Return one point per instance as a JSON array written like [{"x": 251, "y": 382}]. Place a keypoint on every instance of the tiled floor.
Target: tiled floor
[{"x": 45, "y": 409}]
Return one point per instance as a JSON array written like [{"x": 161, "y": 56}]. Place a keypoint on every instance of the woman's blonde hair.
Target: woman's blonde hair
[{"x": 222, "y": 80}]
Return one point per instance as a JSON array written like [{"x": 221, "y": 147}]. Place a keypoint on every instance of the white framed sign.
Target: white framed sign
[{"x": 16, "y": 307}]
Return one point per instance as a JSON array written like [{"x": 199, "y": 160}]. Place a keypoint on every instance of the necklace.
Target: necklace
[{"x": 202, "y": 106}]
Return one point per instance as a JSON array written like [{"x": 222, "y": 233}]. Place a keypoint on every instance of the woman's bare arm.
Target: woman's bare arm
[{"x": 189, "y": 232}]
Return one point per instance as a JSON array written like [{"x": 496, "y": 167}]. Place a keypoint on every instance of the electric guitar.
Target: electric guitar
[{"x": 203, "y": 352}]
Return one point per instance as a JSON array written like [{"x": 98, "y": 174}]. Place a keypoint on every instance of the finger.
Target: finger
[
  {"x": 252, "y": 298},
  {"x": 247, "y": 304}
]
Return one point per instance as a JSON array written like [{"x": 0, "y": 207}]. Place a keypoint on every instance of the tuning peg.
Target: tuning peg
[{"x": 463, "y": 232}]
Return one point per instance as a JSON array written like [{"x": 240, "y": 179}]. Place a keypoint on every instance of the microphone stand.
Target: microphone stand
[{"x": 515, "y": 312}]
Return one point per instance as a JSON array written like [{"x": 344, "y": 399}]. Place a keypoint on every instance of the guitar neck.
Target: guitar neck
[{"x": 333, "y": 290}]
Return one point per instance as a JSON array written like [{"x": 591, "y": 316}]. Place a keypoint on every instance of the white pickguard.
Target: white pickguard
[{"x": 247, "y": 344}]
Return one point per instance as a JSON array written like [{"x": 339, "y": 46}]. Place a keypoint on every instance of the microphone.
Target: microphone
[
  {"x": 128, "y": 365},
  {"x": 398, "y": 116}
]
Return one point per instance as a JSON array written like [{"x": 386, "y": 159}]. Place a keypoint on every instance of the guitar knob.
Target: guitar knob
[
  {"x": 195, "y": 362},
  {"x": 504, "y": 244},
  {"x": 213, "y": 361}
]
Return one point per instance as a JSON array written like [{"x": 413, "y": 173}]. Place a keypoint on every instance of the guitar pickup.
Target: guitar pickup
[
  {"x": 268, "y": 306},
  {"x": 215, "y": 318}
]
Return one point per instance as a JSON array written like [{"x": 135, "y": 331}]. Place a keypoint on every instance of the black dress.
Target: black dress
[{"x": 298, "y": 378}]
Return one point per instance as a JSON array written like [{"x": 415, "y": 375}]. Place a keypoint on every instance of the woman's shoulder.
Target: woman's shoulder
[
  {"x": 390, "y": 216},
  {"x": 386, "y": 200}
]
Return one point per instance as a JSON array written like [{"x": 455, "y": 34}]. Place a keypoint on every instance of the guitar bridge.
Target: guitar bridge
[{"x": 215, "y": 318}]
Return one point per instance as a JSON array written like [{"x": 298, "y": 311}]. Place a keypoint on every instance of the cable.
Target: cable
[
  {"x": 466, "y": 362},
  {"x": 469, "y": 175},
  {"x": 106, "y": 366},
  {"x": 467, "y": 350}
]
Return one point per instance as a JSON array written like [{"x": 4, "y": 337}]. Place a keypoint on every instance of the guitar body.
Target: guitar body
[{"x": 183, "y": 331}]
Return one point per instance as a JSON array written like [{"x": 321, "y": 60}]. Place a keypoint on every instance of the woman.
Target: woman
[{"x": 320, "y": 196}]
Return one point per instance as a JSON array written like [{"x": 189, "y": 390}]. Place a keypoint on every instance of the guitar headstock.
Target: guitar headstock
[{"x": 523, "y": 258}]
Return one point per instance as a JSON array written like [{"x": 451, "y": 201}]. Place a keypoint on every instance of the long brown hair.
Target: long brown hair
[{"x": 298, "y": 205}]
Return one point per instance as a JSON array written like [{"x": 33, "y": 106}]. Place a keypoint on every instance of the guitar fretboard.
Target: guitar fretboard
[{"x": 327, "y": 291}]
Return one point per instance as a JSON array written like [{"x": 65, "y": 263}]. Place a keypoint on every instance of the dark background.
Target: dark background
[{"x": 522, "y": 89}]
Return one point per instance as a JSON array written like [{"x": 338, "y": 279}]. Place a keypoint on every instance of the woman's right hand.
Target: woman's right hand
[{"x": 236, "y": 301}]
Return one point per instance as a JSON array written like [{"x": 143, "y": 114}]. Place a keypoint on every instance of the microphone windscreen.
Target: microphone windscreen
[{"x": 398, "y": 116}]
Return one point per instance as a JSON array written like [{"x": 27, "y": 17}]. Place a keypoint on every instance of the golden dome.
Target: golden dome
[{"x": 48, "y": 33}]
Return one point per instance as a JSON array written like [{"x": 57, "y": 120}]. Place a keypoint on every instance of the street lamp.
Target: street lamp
########
Write out every line exactly as it stands.

Return one point per instance as a JSON array written like [{"x": 251, "y": 382}]. Place a keypoint on every instance of the tiled floor.
Target: tiled floor
[{"x": 45, "y": 409}]
Return one point per instance as a JSON array written like [{"x": 161, "y": 56}]. Place a keypoint on every instance of the woman's blonde hair.
Target: woman's blonde hair
[{"x": 222, "y": 80}]
Return one point per instance as a JSON array written like [{"x": 221, "y": 147}]. Place a keypoint on every instance of the white framed sign.
Target: white framed sign
[{"x": 16, "y": 307}]
Return one point per instance as a JSON array written like [{"x": 199, "y": 160}]. Place a keypoint on every instance of the necklace.
Target: necklace
[{"x": 202, "y": 106}]
Return one point per instance as a JSON array written like [{"x": 222, "y": 233}]. Place a keypoint on every instance of the woman's bare arm.
Target: woman's bare arm
[{"x": 189, "y": 232}]
Return one point per instance as a JSON array written like [{"x": 496, "y": 167}]. Place a keypoint on every instance of the electric guitar.
Target: electric guitar
[{"x": 203, "y": 352}]
Return one point per instance as a JSON array written like [{"x": 98, "y": 174}]. Place a keypoint on every instance of the finger.
Target: finger
[
  {"x": 252, "y": 298},
  {"x": 247, "y": 304}
]
Return one point per instance as a JSON array written like [{"x": 0, "y": 207}]. Place a keypoint on every instance of the tuning peg.
Target: tuning peg
[{"x": 463, "y": 232}]
Return one point per instance as a JSON array written like [{"x": 240, "y": 179}]. Place a keypoint on every instance of the microphone stand.
Target: microphone stand
[{"x": 515, "y": 312}]
Return one point per instance as a JSON array written like [{"x": 344, "y": 399}]. Place a keypoint on every instance of the guitar neck.
Target: guitar neck
[{"x": 333, "y": 290}]
Return one point per instance as a JSON array written like [{"x": 591, "y": 316}]. Place a keypoint on every instance of the white pickguard.
Target: white pickguard
[{"x": 247, "y": 344}]
Return one point per instance as a JSON array written like [{"x": 339, "y": 46}]. Place a keypoint on every instance of the microphone.
Target: microphone
[
  {"x": 128, "y": 365},
  {"x": 398, "y": 116}
]
Return one point per instance as a JSON array written like [{"x": 386, "y": 159}]. Place a keypoint on every instance of the guitar knob.
Target: guitar knob
[
  {"x": 195, "y": 362},
  {"x": 504, "y": 244},
  {"x": 213, "y": 361}
]
Return one point per instance as a JSON array written like [{"x": 413, "y": 173}]. Place a keypoint on every instance of the guitar pickup.
Target: guitar pickup
[
  {"x": 268, "y": 306},
  {"x": 215, "y": 318}
]
Return one point per instance as a JSON array written like [{"x": 135, "y": 331}]. Place a keypoint on every instance of the black dress.
Target: black dress
[{"x": 298, "y": 378}]
Return one point per instance as a JSON array written like [{"x": 415, "y": 375}]. Place a keypoint on every instance of the woman's shoulder.
Target: woman's shoulder
[
  {"x": 390, "y": 216},
  {"x": 386, "y": 200}
]
Return one point per instance as a JSON array written like [{"x": 455, "y": 34}]. Place a keypoint on every instance of the guitar bridge.
Target: guitar bridge
[{"x": 215, "y": 318}]
Return one point per instance as a JSON array written like [{"x": 298, "y": 311}]. Place a keypoint on every instance of the cable.
Target: cable
[
  {"x": 466, "y": 362},
  {"x": 469, "y": 175},
  {"x": 106, "y": 366},
  {"x": 467, "y": 350}
]
Return one point per instance as a JSON array written like [{"x": 4, "y": 337}]. Place a keypoint on every instance of the guitar body.
Target: guitar body
[{"x": 183, "y": 331}]
Return one point per instance as a JSON array written like [{"x": 321, "y": 60}]. Place a keypoint on every instance of the woman.
Target: woman
[{"x": 320, "y": 196}]
Return one point per instance as a JSON array written like [{"x": 189, "y": 390}]. Place a keypoint on every instance of the guitar headstock.
Target: guitar headstock
[{"x": 523, "y": 258}]
Return one point per instance as a JSON array written like [{"x": 451, "y": 201}]. Place a keypoint on every instance of the long brown hair.
Target: long brown hair
[{"x": 298, "y": 205}]
Return one point per instance as a JSON array written like [{"x": 33, "y": 106}]. Place a keypoint on every instance of the guitar fretboard.
Target: guitar fretboard
[{"x": 327, "y": 291}]
Return one point per instance as a JSON array written like [{"x": 65, "y": 263}]. Place a keypoint on every instance of the dark background.
Target: dark background
[{"x": 522, "y": 89}]
Return one point per instance as a JSON array written like [{"x": 338, "y": 279}]. Place a keypoint on every instance of the woman's right hand.
Target: woman's right hand
[{"x": 236, "y": 301}]
Return one point per instance as a JSON array written like [{"x": 143, "y": 114}]. Place a keypoint on every instance of the microphone windscreen.
Target: microphone windscreen
[{"x": 398, "y": 116}]
Return one point per instance as a JSON array written like [{"x": 27, "y": 17}]. Place a keypoint on every instance of the golden dome.
Target: golden dome
[{"x": 48, "y": 33}]
Return one point per instance as a JSON array written like [{"x": 57, "y": 120}]. Place a keypoint on every instance of the street lamp.
Target: street lamp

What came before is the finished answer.